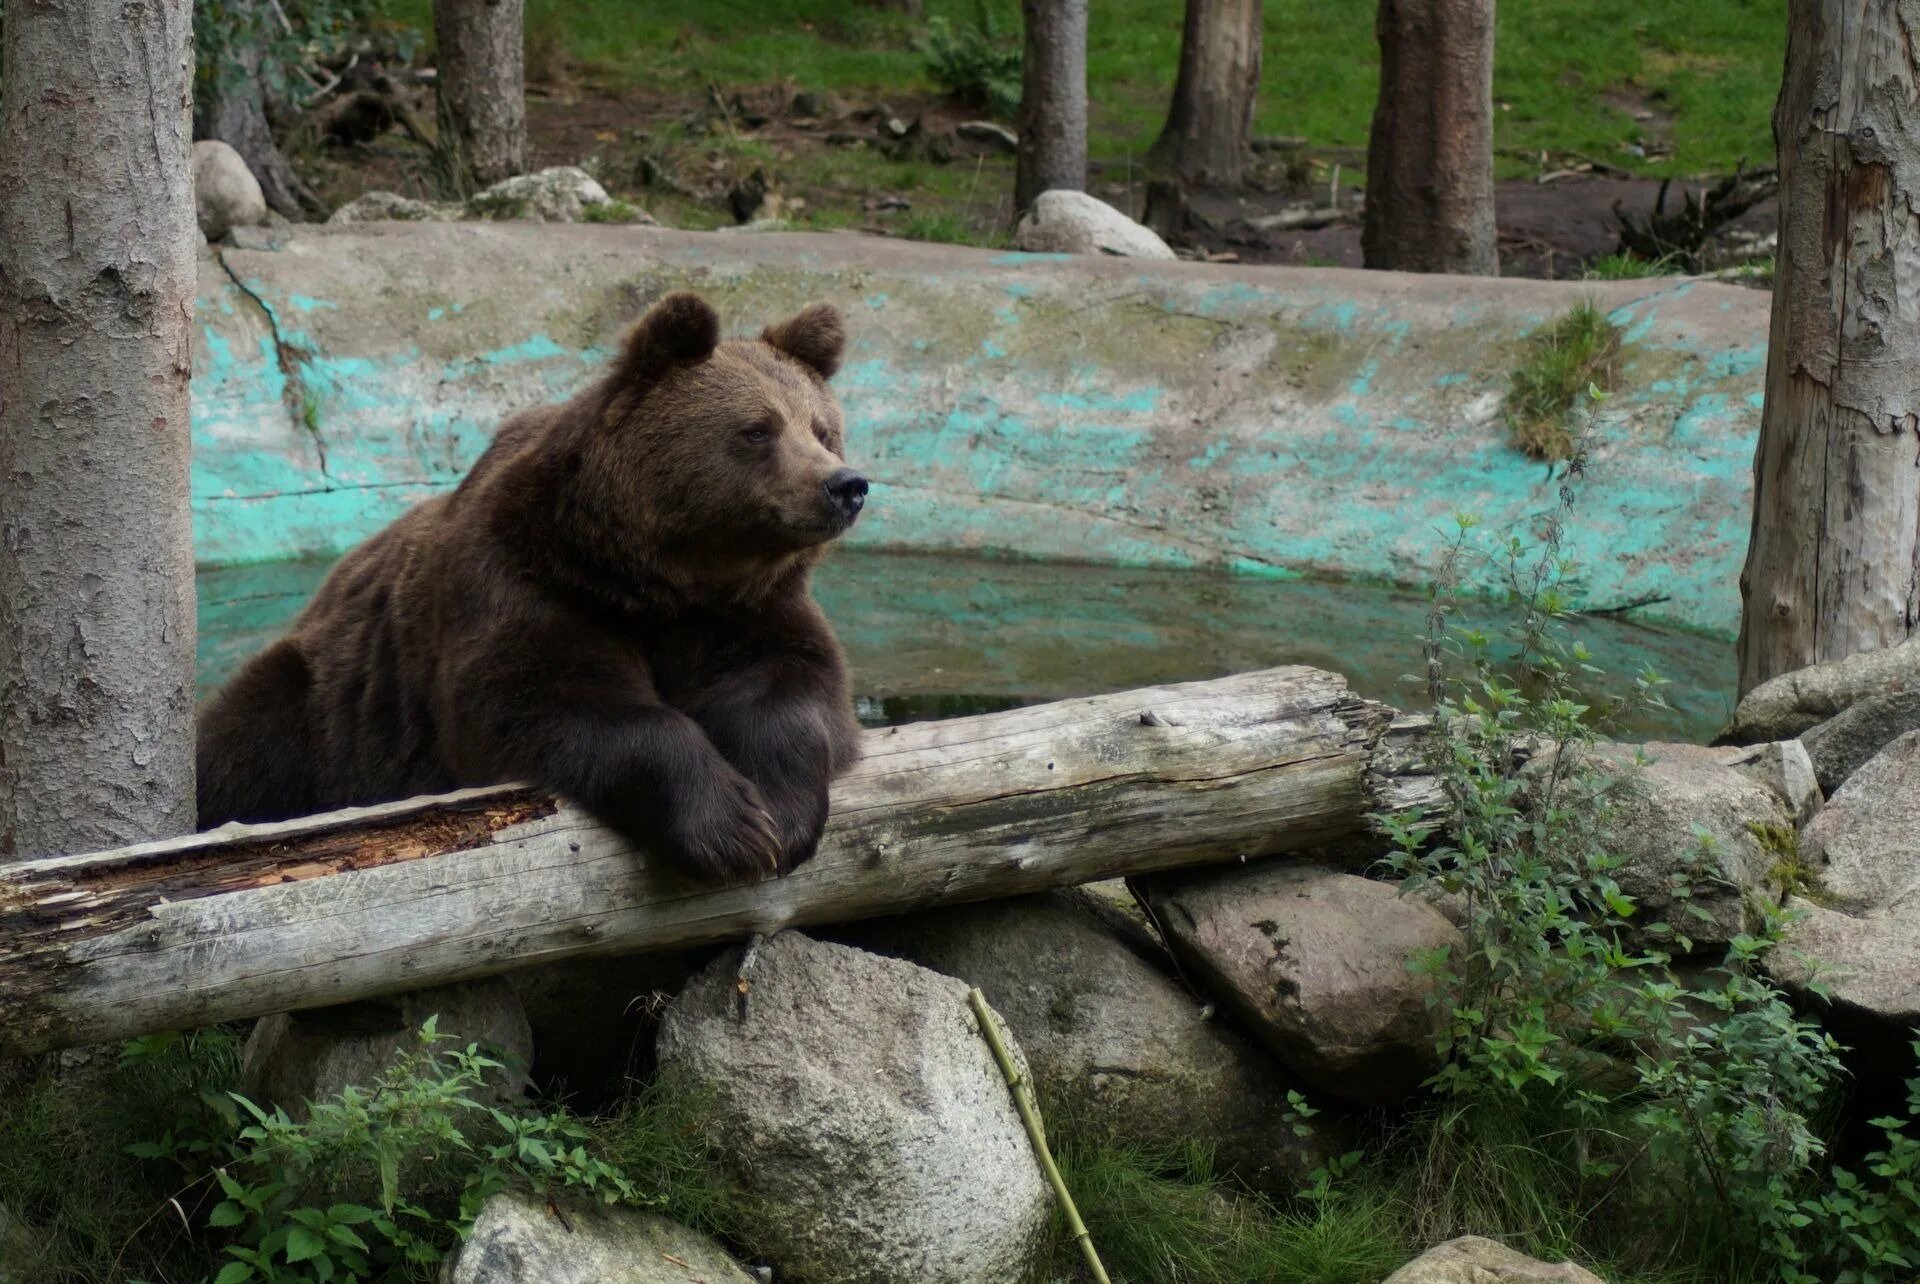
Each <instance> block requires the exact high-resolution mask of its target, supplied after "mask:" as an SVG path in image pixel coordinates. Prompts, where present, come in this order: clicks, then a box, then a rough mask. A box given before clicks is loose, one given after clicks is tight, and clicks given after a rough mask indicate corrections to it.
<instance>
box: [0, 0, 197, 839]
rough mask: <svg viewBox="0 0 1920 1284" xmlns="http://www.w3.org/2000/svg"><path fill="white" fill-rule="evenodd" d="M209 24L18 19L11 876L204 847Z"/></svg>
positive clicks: (16, 83)
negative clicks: (39, 862) (199, 689)
mask: <svg viewBox="0 0 1920 1284" xmlns="http://www.w3.org/2000/svg"><path fill="white" fill-rule="evenodd" d="M190 23H192V0H129V4H125V6H123V4H100V2H75V4H23V6H10V8H8V13H6V33H4V42H6V54H4V58H6V63H4V71H0V862H6V860H12V858H21V856H36V854H46V852H73V850H88V848H98V846H102V844H119V843H132V841H140V839H152V837H161V835H171V833H180V831H190V829H192V827H194V545H192V528H190V518H188V507H186V459H188V436H186V380H188V372H190V361H188V353H190V349H188V342H190V338H188V336H190V322H192V315H194V198H192V190H190V180H188V161H186V157H188V140H190V132H192V131H190V107H188V75H190V65H192V56H190V50H188V36H190Z"/></svg>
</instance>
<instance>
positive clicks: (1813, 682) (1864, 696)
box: [1720, 639, 1920, 745]
mask: <svg viewBox="0 0 1920 1284" xmlns="http://www.w3.org/2000/svg"><path fill="white" fill-rule="evenodd" d="M1916 687H1920V639H1916V641H1908V643H1903V645H1899V647H1887V649H1884V651H1862V653H1860V654H1851V656H1847V658H1845V660H1834V662H1830V664H1814V666H1811V668H1803V670H1795V672H1791V674H1780V676H1778V678H1774V679H1770V681H1763V683H1761V685H1759V687H1755V689H1753V691H1749V693H1747V695H1745V697H1743V699H1741V701H1740V704H1738V706H1736V708H1734V722H1732V724H1730V725H1728V727H1726V731H1722V733H1720V741H1722V743H1726V745H1753V743H1759V741H1784V739H1791V737H1795V735H1799V733H1801V731H1807V729H1809V727H1814V725H1818V724H1822V722H1826V720H1828V718H1832V716H1834V714H1837V712H1841V710H1845V708H1851V706H1853V704H1859V702H1860V701H1864V699H1866V697H1870V695H1885V693H1889V691H1912V689H1916Z"/></svg>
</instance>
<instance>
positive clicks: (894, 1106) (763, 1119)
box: [659, 931, 1052, 1284]
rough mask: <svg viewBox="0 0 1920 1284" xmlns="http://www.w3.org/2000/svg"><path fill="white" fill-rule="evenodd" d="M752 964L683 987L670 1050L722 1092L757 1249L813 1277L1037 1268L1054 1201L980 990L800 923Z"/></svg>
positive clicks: (749, 1218)
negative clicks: (1017, 1109) (829, 941)
mask: <svg viewBox="0 0 1920 1284" xmlns="http://www.w3.org/2000/svg"><path fill="white" fill-rule="evenodd" d="M741 967H743V963H741V960H739V956H737V954H726V956H722V958H720V960H716V962H714V963H712V965H710V967H707V969H705V971H703V973H701V975H699V977H695V979H693V981H691V983H689V985H687V988H685V990H682V994H680V996H678V998H676V1000H674V1004H672V1008H668V1011H666V1019H664V1021H662V1025H660V1042H659V1056H660V1067H662V1069H672V1071H676V1073H684V1075H687V1077H689V1079H691V1082H693V1084H695V1088H703V1090H705V1092H707V1094H710V1104H712V1115H710V1117H712V1127H714V1140H716V1142H718V1148H720V1152H722V1153H726V1155H732V1157H733V1159H735V1167H737V1173H735V1175H737V1178H739V1182H741V1186H743V1192H745V1207H743V1209H741V1219H743V1225H745V1226H749V1232H747V1238H749V1240H751V1244H753V1248H755V1251H756V1253H764V1255H766V1257H770V1259H774V1261H776V1263H778V1265H780V1269H781V1271H783V1274H785V1276H787V1278H793V1280H804V1282H806V1284H908V1282H912V1284H975V1282H977V1280H1020V1278H1027V1272H1029V1271H1033V1269H1035V1265H1037V1263H1039V1261H1041V1257H1043V1255H1044V1251H1046V1230H1048V1223H1050V1217H1052V1200H1050V1192H1048V1188H1046V1180H1044V1177H1043V1175H1041V1169H1039V1163H1037V1161H1035V1155H1033V1146H1031V1144H1029V1142H1027V1134H1025V1130H1023V1129H1021V1125H1020V1117H1018V1113H1016V1109H1014V1102H1012V1096H1010V1092H1008V1086H1006V1081H1004V1079H1002V1075H1000V1071H998V1067H996V1065H995V1059H993V1054H991V1050H989V1048H987V1042H985V1038H981V1033H979V1029H977V1025H975V1019H973V1013H972V1010H970V1008H968V1000H966V987H964V985H962V983H958V981H954V979H952V977H943V975H939V973H933V971H927V969H925V967H916V965H914V963H908V962H902V960H893V958H881V956H877V954H868V952H864V950H854V948H851V946H843V944H828V942H822V940H812V939H808V937H803V935H799V933H795V931H783V933H778V935H774V937H772V939H770V940H766V942H764V944H762V946H760V948H758V952H756V954H755V956H753V958H751V962H747V963H745V967H747V969H749V971H747V975H745V977H741V975H739V969H741ZM743 987H745V988H743ZM1006 1038H1008V1040H1010V1042H1014V1038H1012V1034H1006ZM1016 1056H1018V1052H1016ZM1021 1071H1025V1065H1023V1063H1021Z"/></svg>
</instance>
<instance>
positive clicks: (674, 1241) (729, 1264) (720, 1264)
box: [440, 1192, 755, 1284]
mask: <svg viewBox="0 0 1920 1284" xmlns="http://www.w3.org/2000/svg"><path fill="white" fill-rule="evenodd" d="M564 1213H566V1221H564V1223H563V1221H561V1219H559V1217H555V1215H553V1213H551V1211H549V1209H547V1201H545V1200H540V1198H534V1196H528V1194H520V1192H507V1194H497V1196H493V1198H492V1200H488V1201H486V1203H484V1205H482V1207H480V1215H478V1217H476V1219H474V1226H472V1232H468V1236H467V1240H465V1242H463V1244H461V1246H459V1249H455V1253H453V1255H451V1257H449V1259H447V1261H445V1265H444V1267H442V1271H440V1278H442V1284H753V1280H755V1276H753V1274H749V1272H747V1271H745V1269H743V1267H741V1265H739V1263H737V1261H733V1259H732V1257H728V1255H726V1251H724V1249H722V1248H720V1246H718V1244H714V1242H712V1240H708V1238H707V1236H703V1234H699V1232H697V1230H687V1228H685V1226H682V1225H680V1223H674V1221H668V1219H664V1217H660V1215H657V1213H643V1211H639V1209H618V1207H616V1209H609V1207H599V1205H589V1203H578V1201H570V1203H566V1207H564Z"/></svg>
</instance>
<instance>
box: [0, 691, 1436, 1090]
mask: <svg viewBox="0 0 1920 1284" xmlns="http://www.w3.org/2000/svg"><path fill="white" fill-rule="evenodd" d="M1415 729H1417V720H1407V718H1400V716H1396V714H1394V710H1390V708H1386V706H1384V704H1377V702H1371V701H1363V699H1359V697H1356V695H1354V693H1352V691H1348V687H1346V681H1344V679H1342V678H1338V676H1334V674H1323V672H1317V670H1309V668H1277V670H1265V672H1258V674H1242V676H1236V678H1223V679H1217V681H1200V683H1183V685H1171V687H1148V689H1142V691H1125V693H1119V695H1102V697H1089V699H1077V701H1060V702H1056V704H1035V706H1029V708H1018V710H1010V712H1000V714H985V716H977V718H956V720H950V722H929V724H914V725H902V727H889V729H881V731H870V733H868V735H866V760H864V762H862V764H860V766H858V768H856V770H854V772H852V773H849V775H847V777H845V779H843V781H839V785H837V787H835V793H833V814H831V820H829V823H828V831H826V839H824V841H822V846H820V854H818V856H816V858H814V860H812V862H810V864H806V866H803V868H801V869H797V871H795V873H791V875H787V877H783V879H778V881H768V883H760V885H755V887H726V889H712V887H697V885H691V883H687V881H684V879H682V877H678V875H674V873H670V871H666V869H660V868H655V866H651V864H649V862H647V860H645V856H643V854H641V852H636V850H632V848H630V846H628V844H624V843H622V841H620V839H618V837H616V835H612V833H611V831H607V829H603V827H599V825H595V823H593V821H591V820H589V818H586V816H584V814H582V812H578V810H574V808H570V806H566V804H563V802H555V800H551V798H545V797H541V795H536V793H532V791H526V789H515V787H501V789H480V791H465V793H459V795H447V797H442V798H415V800H411V802H396V804H388V806H374V808H355V810H348V812H332V814H328V816H313V818H307V820H298V821H286V823H275V825H225V827H221V829H217V831H211V833H204V835H192V837H184V839H171V841H163V843H148V844H142V846H131V848H123V850H115V852H96V854H86V856H58V858H46V860H35V862H25V864H15V866H6V868H0V1056H4V1054H23V1052H35V1050H46V1048H60V1046H71V1044H81V1042H102V1040H113V1038H125V1036H131V1034H138V1033H148V1031H159V1029H188V1027H198V1025H211V1023H215V1021H228V1019H238V1017H253V1015H261V1013H271V1011H286V1010H296V1008H311V1006H324V1004H338V1002H348V1000H357V998H371V996H376V994H392V992H399V990H409V988H419V987H426V985H442V983H449V981H461V979H467V977H482V975H490V973H501V971H509V969H513V967H524V965H530V963H545V962H555V960H563V958H576V956H595V954H624V952H637V950H649V948H670V946H687V944H699V942H716V940H728V939H737V937H745V935H751V933H756V931H774V929H780V927H801V925H808V923H835V921H851V919H858V917H870V915H879V914H897V912H902V910H914V908H920V906H931V904H947V902H962V900H985V898H995V896H1010V894H1016V892H1029V891H1039V889H1046V887H1062V885H1071V883H1085V881H1092V879H1102V877H1117V875H1131V873H1146V871H1154V869H1173V868H1181V866H1196V864H1206V862H1227V860H1244V858H1252V856H1269V854H1277V852H1286V850H1359V848H1365V846H1369V844H1377V843H1379V841H1377V839H1375V837H1373V835H1371V829H1369V823H1367V816H1369V812H1375V810H1382V808H1384V810H1400V808H1404V806H1407V804H1415V802H1421V800H1425V798H1427V797H1428V795H1430V781H1427V779H1425V777H1423V775H1421V768H1419V762H1417V758H1415V756H1411V754H1409V743H1411V739H1409V737H1411V735H1413V731H1415Z"/></svg>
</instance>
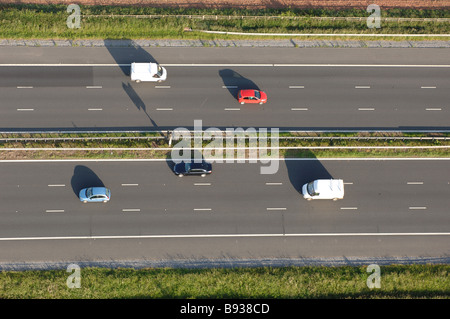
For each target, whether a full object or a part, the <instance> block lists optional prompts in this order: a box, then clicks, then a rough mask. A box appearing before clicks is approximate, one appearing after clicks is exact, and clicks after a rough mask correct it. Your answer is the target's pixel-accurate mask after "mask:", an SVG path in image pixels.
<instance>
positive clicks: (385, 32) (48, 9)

====

**EXERCISE AIM**
Print exactly what appears from the first line of the listing above down to the line containing "box: [659, 931, 1052, 1284]", inclusive, and leave out all pictures.

**SOLUTION TO THE EXERCISE**
Each <instance> block requires the exact high-resolution mask of its target, supplied after "mask:" as an SVG path in image pixel coordinates. Prompts, where present, come in this order: clicks, then a box, then a rough mask. A box given before clicks is loose, one given after clicks is tight, and clicks given after a rough mask indicate corrections to it.
<instance>
box: [0, 0, 197, 839]
rough mask: <svg viewBox="0 0 1920 1284" xmlns="http://www.w3.org/2000/svg"><path fill="white" fill-rule="evenodd" d="M209 24L18 19L11 876L204 847Z"/></svg>
positive clicks: (16, 83)
negative clicks: (39, 862) (199, 689)
mask: <svg viewBox="0 0 1920 1284" xmlns="http://www.w3.org/2000/svg"><path fill="white" fill-rule="evenodd" d="M190 23H192V0H129V4H125V6H123V4H100V2H75V4H23V6H10V8H8V13H6V33H4V42H6V54H4V58H6V63H4V71H0V862H6V860H12V858H21V856H36V854H46V852H73V850H88V848H98V846H102V844H119V843H132V841H140V839H152V837H161V835H171V833H180V831H190V829H192V827H194V545H192V528H190V518H188V507H186V459H188V436H186V380H188V372H190V361H188V353H190V349H188V342H190V338H188V336H190V322H192V315H194V198H192V190H190V180H188V161H186V157H188V140H190V132H192V131H190V107H188V75H190V65H192V56H190V50H188V36H190Z"/></svg>
</instance>
<instance>
positive clicks: (1813, 682) (1864, 696)
box: [1720, 639, 1920, 745]
mask: <svg viewBox="0 0 1920 1284" xmlns="http://www.w3.org/2000/svg"><path fill="white" fill-rule="evenodd" d="M1916 687H1920V639H1916V641H1908V643H1903V645H1899V647H1887V649H1884V651H1862V653H1860V654H1851V656H1847V658H1845V660H1834V662H1830V664H1814V666H1811V668H1803V670H1795V672H1791V674H1780V676H1778V678H1774V679H1770V681H1763V683H1761V685H1759V687H1755V689H1753V691H1749V693H1747V695H1745V697H1743V699H1741V701H1740V704H1738V706H1736V708H1734V722H1732V724H1730V725H1728V727H1726V731H1722V733H1720V741H1722V743H1726V745H1753V743H1759V741H1784V739H1791V737H1795V735H1799V733H1801V731H1807V729H1809V727H1814V725H1818V724H1822V722H1826V720H1828V718H1832V716H1834V714H1837V712H1841V710H1845V708H1851V706H1853V704H1859V702H1860V701H1864V699H1866V697H1870V695H1885V693H1889V691H1912V689H1916Z"/></svg>
</instance>
<instance>
positive clicks: (894, 1106) (763, 1119)
box: [659, 931, 1052, 1284]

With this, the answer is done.